=== DESCRIPTION OF THE TASK ===
What is needed is a verbatim copy of each record below.

(Beginning of DATA)

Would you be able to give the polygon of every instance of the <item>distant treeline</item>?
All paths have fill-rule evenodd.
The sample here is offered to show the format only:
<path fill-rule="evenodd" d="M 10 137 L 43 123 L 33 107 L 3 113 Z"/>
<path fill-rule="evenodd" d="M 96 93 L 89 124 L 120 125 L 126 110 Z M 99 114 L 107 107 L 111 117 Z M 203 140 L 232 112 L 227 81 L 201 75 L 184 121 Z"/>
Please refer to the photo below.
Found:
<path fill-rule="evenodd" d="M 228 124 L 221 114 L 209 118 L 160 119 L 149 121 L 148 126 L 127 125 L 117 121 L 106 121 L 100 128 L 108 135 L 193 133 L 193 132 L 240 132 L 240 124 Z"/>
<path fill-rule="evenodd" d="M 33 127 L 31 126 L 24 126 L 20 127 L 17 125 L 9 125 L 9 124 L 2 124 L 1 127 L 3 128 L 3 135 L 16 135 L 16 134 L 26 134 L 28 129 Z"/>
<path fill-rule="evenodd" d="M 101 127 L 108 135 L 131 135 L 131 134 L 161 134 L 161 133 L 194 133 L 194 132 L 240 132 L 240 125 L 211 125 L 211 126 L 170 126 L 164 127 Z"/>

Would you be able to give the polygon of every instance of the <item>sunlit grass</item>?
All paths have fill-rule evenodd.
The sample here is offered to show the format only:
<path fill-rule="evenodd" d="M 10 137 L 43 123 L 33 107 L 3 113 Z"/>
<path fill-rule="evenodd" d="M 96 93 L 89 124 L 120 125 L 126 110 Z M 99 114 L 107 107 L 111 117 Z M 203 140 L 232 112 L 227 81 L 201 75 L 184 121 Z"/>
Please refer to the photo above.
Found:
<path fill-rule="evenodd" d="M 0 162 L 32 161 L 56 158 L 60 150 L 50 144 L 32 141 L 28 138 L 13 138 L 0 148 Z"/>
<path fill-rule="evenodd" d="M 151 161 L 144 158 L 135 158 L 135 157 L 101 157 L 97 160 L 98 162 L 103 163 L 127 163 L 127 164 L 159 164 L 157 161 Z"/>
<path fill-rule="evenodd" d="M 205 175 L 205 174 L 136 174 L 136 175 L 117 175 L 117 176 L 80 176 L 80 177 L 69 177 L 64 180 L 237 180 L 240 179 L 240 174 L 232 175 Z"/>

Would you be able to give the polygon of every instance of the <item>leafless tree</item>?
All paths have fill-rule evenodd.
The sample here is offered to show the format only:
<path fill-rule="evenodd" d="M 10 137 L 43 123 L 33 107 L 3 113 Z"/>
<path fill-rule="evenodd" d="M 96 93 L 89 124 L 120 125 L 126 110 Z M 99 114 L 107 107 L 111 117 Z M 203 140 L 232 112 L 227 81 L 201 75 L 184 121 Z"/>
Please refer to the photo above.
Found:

(End of DATA)

=== EXERCISE SOLUTION ===
Would you be able to give the polygon of every instance of the <item>distant treeline</item>?
All paths have fill-rule evenodd.
The sample here is offered to show the format only:
<path fill-rule="evenodd" d="M 10 137 L 43 123 L 33 107 L 3 113 Z"/>
<path fill-rule="evenodd" d="M 96 93 L 89 124 L 120 125 L 126 110 Z M 99 114 L 107 107 L 111 117 Z M 203 140 L 232 112 L 227 81 L 201 75 L 184 121 Z"/>
Please refer to the photo below.
Found:
<path fill-rule="evenodd" d="M 228 124 L 221 114 L 209 118 L 160 119 L 149 121 L 148 126 L 127 125 L 117 121 L 106 121 L 100 128 L 108 135 L 193 133 L 193 132 L 240 132 L 240 124 Z"/>
<path fill-rule="evenodd" d="M 33 127 L 31 126 L 24 126 L 20 127 L 17 125 L 9 125 L 9 124 L 2 124 L 1 127 L 3 128 L 3 135 L 16 135 L 16 134 L 26 134 L 28 129 Z"/>
<path fill-rule="evenodd" d="M 101 127 L 108 135 L 131 135 L 131 134 L 161 134 L 161 133 L 194 133 L 194 132 L 240 132 L 240 125 L 211 125 L 211 126 L 170 126 L 164 127 Z"/>

Would you be able to give the polygon of every instance of the <item>sunlit grass</item>?
All paths have fill-rule evenodd.
The sample here is offered to show the format only:
<path fill-rule="evenodd" d="M 10 137 L 43 123 L 33 107 L 3 113 Z"/>
<path fill-rule="evenodd" d="M 96 93 L 89 124 L 120 125 L 126 110 Z M 99 114 L 107 107 L 111 117 Z M 203 140 L 232 112 L 227 81 L 201 75 L 184 121 Z"/>
Please refer to the photo above.
Found:
<path fill-rule="evenodd" d="M 0 162 L 32 161 L 56 158 L 60 150 L 50 144 L 32 141 L 28 138 L 13 138 L 0 148 Z"/>
<path fill-rule="evenodd" d="M 151 161 L 144 158 L 135 158 L 135 157 L 101 157 L 97 160 L 98 162 L 103 163 L 127 163 L 127 164 L 159 164 L 157 161 Z"/>
<path fill-rule="evenodd" d="M 205 175 L 205 174 L 136 174 L 136 175 L 117 175 L 117 176 L 80 176 L 80 177 L 69 177 L 64 180 L 237 180 L 240 179 L 240 174 L 232 175 Z"/>

Would you be able to give the polygon of every instance of the <item>leafless tree</item>?
All paths have fill-rule evenodd.
The sample here is offered to show the format only:
<path fill-rule="evenodd" d="M 10 137 L 43 123 L 33 107 L 3 113 Z"/>
<path fill-rule="evenodd" d="M 96 93 L 89 124 L 120 125 L 126 110 Z M 99 114 L 107 107 L 111 117 Z M 203 140 L 232 112 L 227 81 L 201 75 L 184 121 Z"/>
Please refer to the photo above.
Found:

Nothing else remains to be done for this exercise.